TASK MATERIAL:
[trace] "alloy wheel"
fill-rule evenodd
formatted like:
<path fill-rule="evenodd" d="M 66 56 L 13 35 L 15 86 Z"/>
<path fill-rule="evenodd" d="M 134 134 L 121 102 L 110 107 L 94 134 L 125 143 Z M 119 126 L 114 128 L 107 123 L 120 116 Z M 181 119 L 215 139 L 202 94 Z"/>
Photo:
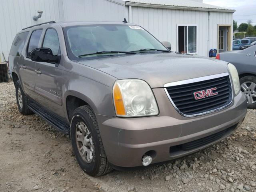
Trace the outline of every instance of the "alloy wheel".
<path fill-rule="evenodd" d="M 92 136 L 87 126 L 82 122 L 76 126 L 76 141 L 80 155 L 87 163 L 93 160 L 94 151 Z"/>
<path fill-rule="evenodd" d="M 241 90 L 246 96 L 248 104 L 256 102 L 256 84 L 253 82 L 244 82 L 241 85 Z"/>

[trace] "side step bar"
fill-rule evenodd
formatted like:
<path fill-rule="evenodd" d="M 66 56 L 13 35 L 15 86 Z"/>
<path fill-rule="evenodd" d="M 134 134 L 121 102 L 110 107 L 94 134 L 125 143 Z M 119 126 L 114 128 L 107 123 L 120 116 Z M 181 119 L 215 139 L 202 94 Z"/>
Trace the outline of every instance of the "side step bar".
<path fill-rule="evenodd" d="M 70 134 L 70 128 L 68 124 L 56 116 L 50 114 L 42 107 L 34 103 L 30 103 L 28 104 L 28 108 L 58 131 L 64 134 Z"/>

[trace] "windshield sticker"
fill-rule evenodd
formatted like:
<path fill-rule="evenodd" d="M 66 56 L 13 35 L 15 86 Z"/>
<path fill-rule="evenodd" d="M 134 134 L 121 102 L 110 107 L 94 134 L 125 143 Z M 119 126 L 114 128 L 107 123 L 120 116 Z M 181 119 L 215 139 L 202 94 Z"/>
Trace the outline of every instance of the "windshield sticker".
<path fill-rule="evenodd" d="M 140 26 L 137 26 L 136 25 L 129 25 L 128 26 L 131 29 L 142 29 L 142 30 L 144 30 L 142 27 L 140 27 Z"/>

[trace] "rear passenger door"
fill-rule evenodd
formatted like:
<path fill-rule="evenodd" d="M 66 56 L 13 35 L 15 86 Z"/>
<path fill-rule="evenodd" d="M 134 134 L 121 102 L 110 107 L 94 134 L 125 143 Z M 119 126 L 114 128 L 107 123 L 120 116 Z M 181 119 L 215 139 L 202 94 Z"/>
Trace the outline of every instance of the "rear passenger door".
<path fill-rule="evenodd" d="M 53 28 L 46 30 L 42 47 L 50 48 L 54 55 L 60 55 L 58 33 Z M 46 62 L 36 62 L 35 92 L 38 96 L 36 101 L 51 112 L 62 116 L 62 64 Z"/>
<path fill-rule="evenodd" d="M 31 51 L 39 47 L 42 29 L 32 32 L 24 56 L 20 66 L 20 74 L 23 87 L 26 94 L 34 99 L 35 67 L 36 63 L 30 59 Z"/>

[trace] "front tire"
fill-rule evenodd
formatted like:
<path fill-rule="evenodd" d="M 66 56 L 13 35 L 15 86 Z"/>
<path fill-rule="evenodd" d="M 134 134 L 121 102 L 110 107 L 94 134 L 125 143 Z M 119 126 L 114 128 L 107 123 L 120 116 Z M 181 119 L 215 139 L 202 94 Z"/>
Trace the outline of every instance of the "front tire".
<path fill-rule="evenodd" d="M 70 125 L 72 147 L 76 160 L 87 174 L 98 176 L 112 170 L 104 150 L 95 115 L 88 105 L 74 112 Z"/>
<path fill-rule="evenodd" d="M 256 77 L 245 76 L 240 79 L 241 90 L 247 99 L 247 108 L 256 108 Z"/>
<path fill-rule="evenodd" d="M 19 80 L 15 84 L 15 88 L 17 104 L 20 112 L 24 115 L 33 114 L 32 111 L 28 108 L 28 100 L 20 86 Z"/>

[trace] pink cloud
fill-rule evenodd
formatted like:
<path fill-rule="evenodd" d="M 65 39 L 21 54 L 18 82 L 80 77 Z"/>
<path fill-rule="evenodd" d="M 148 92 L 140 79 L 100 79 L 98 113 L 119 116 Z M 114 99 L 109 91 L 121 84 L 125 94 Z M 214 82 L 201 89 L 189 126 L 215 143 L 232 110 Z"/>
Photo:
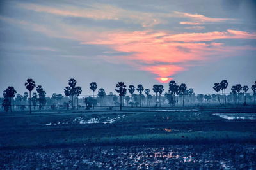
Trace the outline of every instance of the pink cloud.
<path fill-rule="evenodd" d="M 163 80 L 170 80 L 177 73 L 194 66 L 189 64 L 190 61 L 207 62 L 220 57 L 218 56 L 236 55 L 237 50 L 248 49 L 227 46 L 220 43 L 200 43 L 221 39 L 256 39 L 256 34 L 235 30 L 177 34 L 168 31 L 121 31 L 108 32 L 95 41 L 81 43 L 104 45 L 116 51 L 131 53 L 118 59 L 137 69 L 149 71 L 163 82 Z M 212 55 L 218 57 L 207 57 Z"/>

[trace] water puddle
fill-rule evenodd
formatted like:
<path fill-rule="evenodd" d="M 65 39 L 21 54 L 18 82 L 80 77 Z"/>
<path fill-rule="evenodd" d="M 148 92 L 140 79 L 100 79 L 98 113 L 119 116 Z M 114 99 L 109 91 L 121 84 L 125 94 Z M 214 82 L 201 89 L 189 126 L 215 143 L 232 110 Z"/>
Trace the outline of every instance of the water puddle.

TASK TO CARRY OUT: Filter the entries above, copying out every line that contains the string "door". Treat case as significant.

EXERCISE OUTPUT:
[trace] "rear passenger door"
Trace the outline of every instance of the "rear passenger door".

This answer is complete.